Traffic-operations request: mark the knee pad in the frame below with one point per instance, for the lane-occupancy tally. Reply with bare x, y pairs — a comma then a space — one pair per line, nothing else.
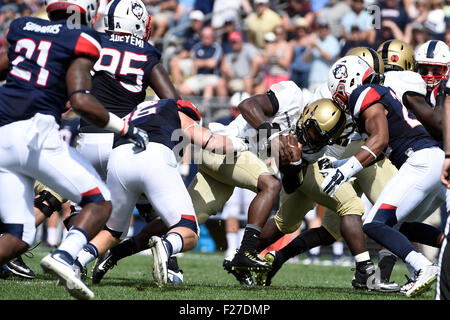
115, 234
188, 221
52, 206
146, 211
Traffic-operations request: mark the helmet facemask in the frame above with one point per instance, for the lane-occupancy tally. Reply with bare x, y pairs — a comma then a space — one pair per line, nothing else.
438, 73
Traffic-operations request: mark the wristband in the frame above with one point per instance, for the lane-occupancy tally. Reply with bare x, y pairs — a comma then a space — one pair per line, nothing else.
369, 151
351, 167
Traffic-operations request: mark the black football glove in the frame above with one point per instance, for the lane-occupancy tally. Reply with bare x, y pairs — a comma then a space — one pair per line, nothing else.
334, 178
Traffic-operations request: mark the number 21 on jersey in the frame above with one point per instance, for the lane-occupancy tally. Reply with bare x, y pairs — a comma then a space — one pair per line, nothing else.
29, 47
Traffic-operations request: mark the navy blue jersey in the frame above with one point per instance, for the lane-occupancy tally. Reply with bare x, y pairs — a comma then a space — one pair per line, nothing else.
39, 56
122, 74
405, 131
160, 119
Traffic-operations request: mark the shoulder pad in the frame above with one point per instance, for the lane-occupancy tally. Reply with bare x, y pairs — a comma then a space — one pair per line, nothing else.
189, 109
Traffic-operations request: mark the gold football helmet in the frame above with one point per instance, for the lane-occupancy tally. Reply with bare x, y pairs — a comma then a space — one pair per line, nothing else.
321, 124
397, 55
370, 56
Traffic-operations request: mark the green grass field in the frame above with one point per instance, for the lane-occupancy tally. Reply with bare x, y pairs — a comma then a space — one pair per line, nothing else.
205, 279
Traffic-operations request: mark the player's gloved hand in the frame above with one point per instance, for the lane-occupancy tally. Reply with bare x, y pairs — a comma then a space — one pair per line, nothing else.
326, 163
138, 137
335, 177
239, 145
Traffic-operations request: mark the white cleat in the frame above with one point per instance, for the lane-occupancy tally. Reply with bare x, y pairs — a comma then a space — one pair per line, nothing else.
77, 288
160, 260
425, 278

==

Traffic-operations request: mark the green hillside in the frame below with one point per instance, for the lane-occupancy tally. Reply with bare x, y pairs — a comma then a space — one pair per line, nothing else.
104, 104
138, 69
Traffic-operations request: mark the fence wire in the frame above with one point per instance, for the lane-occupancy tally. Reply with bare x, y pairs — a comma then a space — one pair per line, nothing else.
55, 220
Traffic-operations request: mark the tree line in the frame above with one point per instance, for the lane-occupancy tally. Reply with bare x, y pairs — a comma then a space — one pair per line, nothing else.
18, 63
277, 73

Tugas yang dikerjakan >> Pilih setiap baris dalam materi di atas yang memuat kata "football", lalu salin baris-baris itu.

Jawaban tertulis >>
Traffic-operations request: mark the black football glove in the frame above with one point per instance, for the lane-occupancy tally. Reply with bare x, y pairs — a comma then a space — one pair per line, nothing else.
Traffic-operations request: mark the gold football helmet in the frame above with one point per instance, for the lane-occupancy tally. Reply with bare x, y pairs — a comma then a space — one pair per line, nothing else.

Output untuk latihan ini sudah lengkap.